> [What is needed]
Please reproduce exactly the lines from the start of the records through the one containing "of the wrinkled", and nothing more.

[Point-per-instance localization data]
══════════
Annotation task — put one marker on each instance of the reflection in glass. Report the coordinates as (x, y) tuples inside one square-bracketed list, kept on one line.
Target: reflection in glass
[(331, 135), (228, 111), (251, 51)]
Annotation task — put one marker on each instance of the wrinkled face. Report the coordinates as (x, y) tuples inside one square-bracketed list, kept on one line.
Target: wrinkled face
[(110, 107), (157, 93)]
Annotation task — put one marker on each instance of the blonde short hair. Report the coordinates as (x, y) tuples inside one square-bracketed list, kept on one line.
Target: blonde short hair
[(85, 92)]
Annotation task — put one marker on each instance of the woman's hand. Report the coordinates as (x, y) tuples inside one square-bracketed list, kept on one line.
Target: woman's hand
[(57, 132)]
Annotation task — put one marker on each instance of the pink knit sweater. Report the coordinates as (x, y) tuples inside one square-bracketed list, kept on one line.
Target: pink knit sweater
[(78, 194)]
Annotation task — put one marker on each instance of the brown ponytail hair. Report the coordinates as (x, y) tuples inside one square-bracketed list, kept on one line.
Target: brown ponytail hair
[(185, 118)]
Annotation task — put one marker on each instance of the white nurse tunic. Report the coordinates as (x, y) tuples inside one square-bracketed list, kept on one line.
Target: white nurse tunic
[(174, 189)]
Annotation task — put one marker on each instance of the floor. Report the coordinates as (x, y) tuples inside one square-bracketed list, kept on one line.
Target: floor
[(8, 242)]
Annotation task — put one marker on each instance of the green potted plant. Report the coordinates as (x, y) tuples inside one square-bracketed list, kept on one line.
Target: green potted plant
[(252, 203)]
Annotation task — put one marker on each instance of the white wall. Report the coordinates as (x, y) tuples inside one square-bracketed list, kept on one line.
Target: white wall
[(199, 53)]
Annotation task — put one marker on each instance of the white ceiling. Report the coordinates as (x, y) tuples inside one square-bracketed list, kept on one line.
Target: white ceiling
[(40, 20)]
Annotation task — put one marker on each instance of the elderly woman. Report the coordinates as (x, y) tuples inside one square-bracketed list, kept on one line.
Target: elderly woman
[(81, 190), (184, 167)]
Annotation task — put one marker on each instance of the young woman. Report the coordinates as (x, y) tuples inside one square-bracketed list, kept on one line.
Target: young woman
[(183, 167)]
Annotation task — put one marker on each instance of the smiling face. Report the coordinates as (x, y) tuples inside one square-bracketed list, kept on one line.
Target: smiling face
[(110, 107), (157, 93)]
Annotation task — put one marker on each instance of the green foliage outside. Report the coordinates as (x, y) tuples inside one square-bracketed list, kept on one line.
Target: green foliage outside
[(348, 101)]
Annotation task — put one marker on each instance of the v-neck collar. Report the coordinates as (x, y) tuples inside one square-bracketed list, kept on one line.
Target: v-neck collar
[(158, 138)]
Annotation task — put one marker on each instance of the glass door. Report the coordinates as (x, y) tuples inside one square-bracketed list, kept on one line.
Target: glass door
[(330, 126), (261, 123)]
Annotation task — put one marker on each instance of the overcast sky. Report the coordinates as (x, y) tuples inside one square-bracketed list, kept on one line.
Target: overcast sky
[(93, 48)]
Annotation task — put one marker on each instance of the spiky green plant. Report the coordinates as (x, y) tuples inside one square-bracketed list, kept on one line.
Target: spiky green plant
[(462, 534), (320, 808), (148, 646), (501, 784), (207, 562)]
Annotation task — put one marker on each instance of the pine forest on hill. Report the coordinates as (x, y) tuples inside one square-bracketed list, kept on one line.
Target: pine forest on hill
══════════
> [Written solution]
Annotation task — put one marker on each instance of the reflection in glass. Report the coordinates as (x, y) tuples inside one square-bracketed list, kept on one line.
Target: reflection in glass
[(331, 135), (228, 111), (251, 51)]
Annotation task — put one marker on each instance of the wrinkled face. Report the coordinates as (x, y) tuples inside one square-bracketed list, kept on one line.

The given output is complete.